WHAT THIS TASK INVOLVES: Select and copy out every line in the records containing "hair".

** SUPPLIED ENTRIES follows **

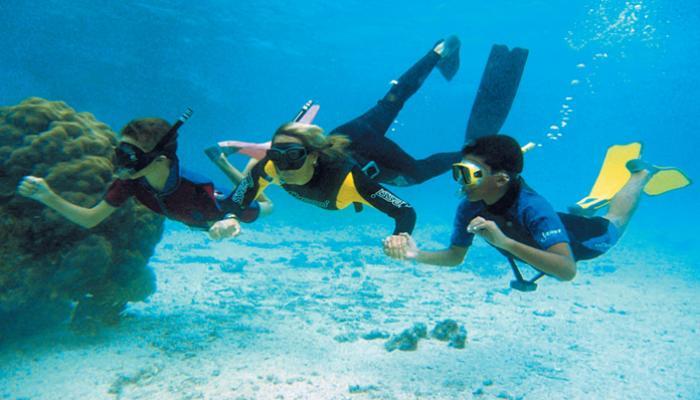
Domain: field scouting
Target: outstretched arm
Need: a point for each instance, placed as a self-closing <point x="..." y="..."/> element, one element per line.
<point x="236" y="176"/>
<point x="403" y="247"/>
<point x="37" y="189"/>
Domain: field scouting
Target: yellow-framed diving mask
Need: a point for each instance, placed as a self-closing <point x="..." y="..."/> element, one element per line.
<point x="467" y="173"/>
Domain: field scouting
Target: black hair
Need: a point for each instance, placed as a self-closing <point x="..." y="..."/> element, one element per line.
<point x="500" y="152"/>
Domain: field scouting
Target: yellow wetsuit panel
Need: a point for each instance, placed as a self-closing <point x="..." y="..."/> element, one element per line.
<point x="348" y="194"/>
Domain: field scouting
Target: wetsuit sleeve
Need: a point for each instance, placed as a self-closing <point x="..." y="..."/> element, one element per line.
<point x="118" y="193"/>
<point x="543" y="223"/>
<point x="242" y="202"/>
<point x="383" y="200"/>
<point x="465" y="213"/>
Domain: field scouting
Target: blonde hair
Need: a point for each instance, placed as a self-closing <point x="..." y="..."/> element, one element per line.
<point x="331" y="148"/>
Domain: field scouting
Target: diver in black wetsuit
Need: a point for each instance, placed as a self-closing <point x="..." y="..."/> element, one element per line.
<point x="316" y="169"/>
<point x="381" y="158"/>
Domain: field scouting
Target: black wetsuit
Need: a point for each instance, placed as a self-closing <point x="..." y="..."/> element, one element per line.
<point x="369" y="143"/>
<point x="334" y="186"/>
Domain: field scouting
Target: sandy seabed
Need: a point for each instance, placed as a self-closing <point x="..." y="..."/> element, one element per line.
<point x="281" y="314"/>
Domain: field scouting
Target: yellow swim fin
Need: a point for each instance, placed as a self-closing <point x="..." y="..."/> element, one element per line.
<point x="612" y="177"/>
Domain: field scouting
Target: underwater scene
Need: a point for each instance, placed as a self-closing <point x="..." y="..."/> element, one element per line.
<point x="349" y="200"/>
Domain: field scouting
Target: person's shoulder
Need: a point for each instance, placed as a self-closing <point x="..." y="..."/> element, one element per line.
<point x="529" y="198"/>
<point x="469" y="207"/>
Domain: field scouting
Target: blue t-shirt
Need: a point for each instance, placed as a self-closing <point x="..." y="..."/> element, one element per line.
<point x="529" y="212"/>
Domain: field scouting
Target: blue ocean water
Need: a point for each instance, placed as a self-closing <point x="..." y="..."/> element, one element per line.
<point x="246" y="68"/>
<point x="626" y="69"/>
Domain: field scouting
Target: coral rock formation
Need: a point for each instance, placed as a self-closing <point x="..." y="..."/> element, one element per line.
<point x="46" y="259"/>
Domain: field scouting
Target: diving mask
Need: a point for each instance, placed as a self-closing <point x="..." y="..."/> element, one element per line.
<point x="287" y="156"/>
<point x="131" y="159"/>
<point x="467" y="173"/>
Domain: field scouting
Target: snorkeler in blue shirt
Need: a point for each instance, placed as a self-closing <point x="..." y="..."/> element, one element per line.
<point x="521" y="224"/>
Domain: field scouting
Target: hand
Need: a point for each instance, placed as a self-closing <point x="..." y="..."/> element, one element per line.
<point x="488" y="230"/>
<point x="400" y="247"/>
<point x="35" y="188"/>
<point x="226" y="228"/>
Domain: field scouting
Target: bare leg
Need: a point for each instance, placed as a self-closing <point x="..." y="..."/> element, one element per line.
<point x="625" y="202"/>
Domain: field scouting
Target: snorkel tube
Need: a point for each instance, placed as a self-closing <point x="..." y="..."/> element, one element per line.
<point x="166" y="143"/>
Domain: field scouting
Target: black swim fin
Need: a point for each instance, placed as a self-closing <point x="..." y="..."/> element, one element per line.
<point x="499" y="84"/>
<point x="449" y="62"/>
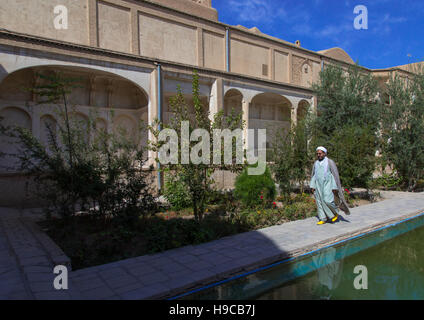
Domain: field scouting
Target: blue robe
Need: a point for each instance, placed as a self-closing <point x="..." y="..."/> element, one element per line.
<point x="324" y="183"/>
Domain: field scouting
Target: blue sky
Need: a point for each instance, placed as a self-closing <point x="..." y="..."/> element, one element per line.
<point x="394" y="35"/>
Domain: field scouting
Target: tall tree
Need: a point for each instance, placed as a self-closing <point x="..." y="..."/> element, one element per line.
<point x="403" y="127"/>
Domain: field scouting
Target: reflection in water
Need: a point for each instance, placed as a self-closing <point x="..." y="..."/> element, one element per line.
<point x="395" y="271"/>
<point x="394" y="258"/>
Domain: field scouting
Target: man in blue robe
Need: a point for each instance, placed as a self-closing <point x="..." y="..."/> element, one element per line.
<point x="326" y="186"/>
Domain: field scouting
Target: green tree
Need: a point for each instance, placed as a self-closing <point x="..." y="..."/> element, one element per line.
<point x="346" y="96"/>
<point x="290" y="159"/>
<point x="348" y="121"/>
<point x="196" y="179"/>
<point x="403" y="127"/>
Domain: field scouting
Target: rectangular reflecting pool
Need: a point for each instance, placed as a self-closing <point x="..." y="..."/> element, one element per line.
<point x="389" y="263"/>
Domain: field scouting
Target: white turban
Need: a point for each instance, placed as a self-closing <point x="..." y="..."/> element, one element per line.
<point x="322" y="149"/>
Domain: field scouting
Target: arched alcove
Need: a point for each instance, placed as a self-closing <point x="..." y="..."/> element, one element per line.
<point x="302" y="110"/>
<point x="48" y="129"/>
<point x="12" y="116"/>
<point x="272" y="112"/>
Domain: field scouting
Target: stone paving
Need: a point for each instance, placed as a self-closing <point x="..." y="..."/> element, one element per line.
<point x="28" y="256"/>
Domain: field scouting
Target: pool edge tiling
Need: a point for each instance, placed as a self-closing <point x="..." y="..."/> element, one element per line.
<point x="175" y="272"/>
<point x="297" y="266"/>
<point x="363" y="220"/>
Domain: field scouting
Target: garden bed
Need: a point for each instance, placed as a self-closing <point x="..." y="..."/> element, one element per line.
<point x="90" y="241"/>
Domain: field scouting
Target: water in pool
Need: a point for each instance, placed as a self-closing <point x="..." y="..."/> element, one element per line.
<point x="393" y="257"/>
<point x="395" y="271"/>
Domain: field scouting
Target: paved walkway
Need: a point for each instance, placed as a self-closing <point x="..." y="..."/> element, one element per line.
<point x="28" y="256"/>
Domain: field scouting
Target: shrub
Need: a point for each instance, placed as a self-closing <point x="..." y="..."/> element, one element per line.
<point x="254" y="190"/>
<point x="176" y="193"/>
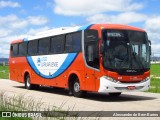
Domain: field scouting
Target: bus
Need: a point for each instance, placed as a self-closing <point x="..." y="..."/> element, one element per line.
<point x="100" y="58"/>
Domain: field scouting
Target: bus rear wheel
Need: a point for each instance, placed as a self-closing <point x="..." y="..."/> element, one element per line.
<point x="115" y="94"/>
<point x="76" y="89"/>
<point x="28" y="84"/>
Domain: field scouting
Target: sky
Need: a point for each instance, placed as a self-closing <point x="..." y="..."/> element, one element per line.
<point x="23" y="18"/>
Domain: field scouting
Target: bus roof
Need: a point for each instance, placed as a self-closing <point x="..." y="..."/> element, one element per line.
<point x="63" y="30"/>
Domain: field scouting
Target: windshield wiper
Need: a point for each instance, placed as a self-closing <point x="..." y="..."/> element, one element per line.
<point x="138" y="60"/>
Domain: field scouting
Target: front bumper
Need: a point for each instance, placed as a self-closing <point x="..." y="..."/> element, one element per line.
<point x="107" y="86"/>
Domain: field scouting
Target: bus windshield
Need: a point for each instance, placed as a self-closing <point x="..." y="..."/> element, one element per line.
<point x="126" y="49"/>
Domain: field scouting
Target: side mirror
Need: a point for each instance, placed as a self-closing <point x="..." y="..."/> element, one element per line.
<point x="102" y="48"/>
<point x="149" y="43"/>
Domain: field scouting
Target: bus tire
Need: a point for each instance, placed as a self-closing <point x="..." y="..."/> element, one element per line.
<point x="28" y="85"/>
<point x="115" y="94"/>
<point x="76" y="89"/>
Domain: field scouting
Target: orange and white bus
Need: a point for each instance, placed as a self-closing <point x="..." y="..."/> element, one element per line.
<point x="103" y="58"/>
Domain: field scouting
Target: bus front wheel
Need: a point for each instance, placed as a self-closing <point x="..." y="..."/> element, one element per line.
<point x="28" y="84"/>
<point x="115" y="94"/>
<point x="76" y="89"/>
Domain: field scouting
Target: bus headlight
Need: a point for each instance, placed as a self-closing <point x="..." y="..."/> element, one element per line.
<point x="110" y="79"/>
<point x="146" y="79"/>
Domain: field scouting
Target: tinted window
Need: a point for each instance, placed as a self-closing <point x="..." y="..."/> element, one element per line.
<point x="73" y="42"/>
<point x="57" y="44"/>
<point x="32" y="47"/>
<point x="22" y="49"/>
<point x="44" y="45"/>
<point x="91" y="48"/>
<point x="77" y="42"/>
<point x="69" y="43"/>
<point x="14" y="50"/>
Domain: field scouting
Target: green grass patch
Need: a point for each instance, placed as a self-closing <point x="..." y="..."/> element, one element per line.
<point x="4" y="72"/>
<point x="155" y="70"/>
<point x="22" y="103"/>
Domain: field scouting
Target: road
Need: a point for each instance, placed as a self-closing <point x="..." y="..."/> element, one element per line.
<point x="128" y="101"/>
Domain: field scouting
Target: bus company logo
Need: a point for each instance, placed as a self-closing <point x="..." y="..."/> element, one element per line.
<point x="38" y="61"/>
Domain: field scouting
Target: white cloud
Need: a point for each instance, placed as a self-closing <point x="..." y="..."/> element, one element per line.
<point x="19" y="24"/>
<point x="9" y="4"/>
<point x="152" y="26"/>
<point x="13" y="24"/>
<point x="37" y="20"/>
<point x="122" y="18"/>
<point x="6" y="40"/>
<point x="14" y="27"/>
<point x="90" y="7"/>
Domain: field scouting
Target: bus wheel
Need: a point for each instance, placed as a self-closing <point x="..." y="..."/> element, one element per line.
<point x="115" y="94"/>
<point x="76" y="89"/>
<point x="28" y="85"/>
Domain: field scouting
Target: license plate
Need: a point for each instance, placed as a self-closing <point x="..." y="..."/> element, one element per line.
<point x="131" y="87"/>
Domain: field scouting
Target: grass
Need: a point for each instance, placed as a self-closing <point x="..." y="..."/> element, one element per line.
<point x="155" y="70"/>
<point x="26" y="104"/>
<point x="4" y="72"/>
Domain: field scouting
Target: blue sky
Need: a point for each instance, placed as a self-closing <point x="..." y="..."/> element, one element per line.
<point x="22" y="18"/>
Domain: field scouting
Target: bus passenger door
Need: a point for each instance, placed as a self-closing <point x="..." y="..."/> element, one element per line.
<point x="91" y="56"/>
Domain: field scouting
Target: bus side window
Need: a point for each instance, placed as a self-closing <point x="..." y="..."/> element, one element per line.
<point x="44" y="45"/>
<point x="57" y="44"/>
<point x="77" y="41"/>
<point x="73" y="42"/>
<point x="69" y="43"/>
<point x="32" y="47"/>
<point x="91" y="48"/>
<point x="14" y="50"/>
<point x="22" y="49"/>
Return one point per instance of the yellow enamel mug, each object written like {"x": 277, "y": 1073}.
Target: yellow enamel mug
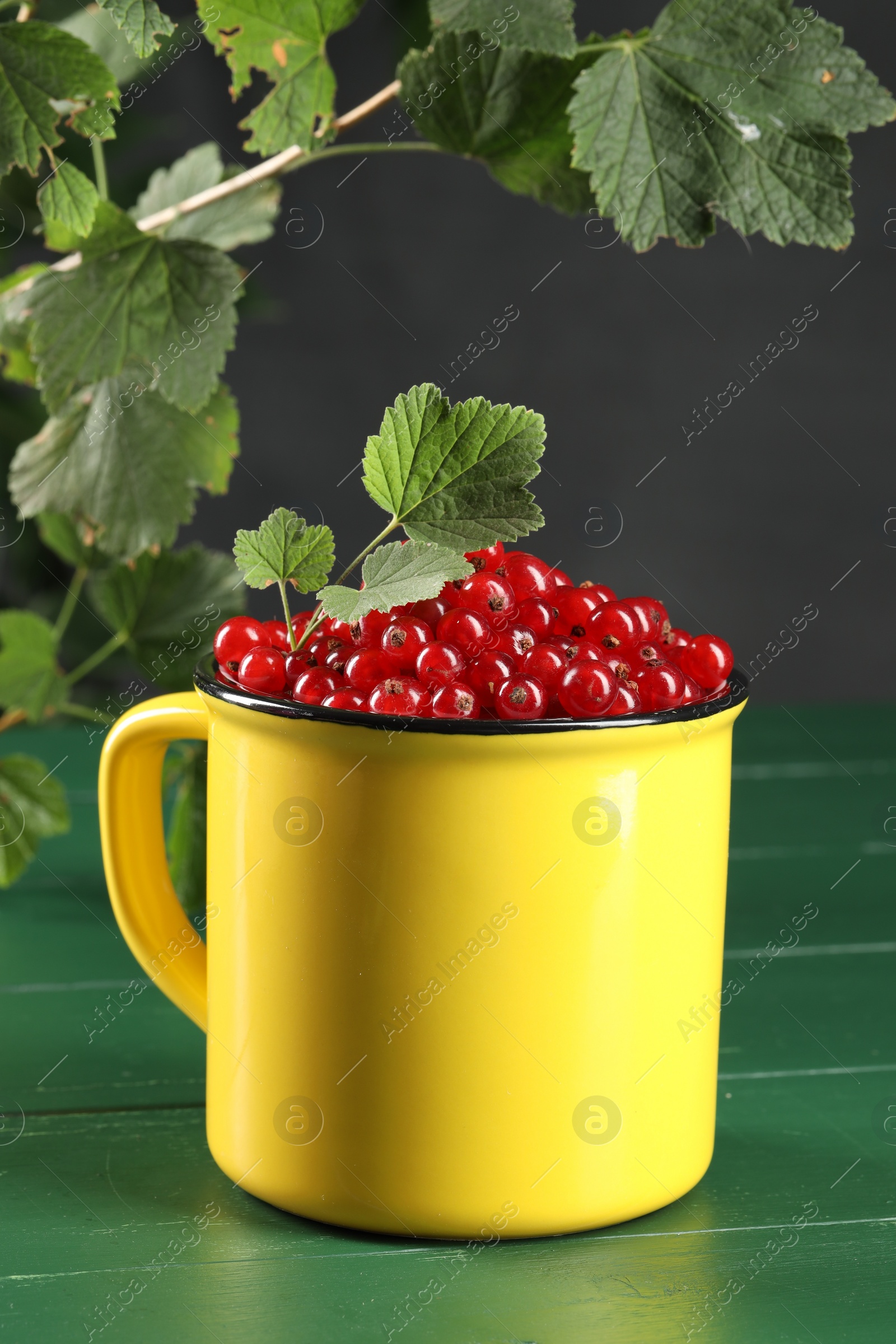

** End of SUPPLIED ENTRIES **

WRITTEN SOLUTION:
Target: black hair
Target: blonde hair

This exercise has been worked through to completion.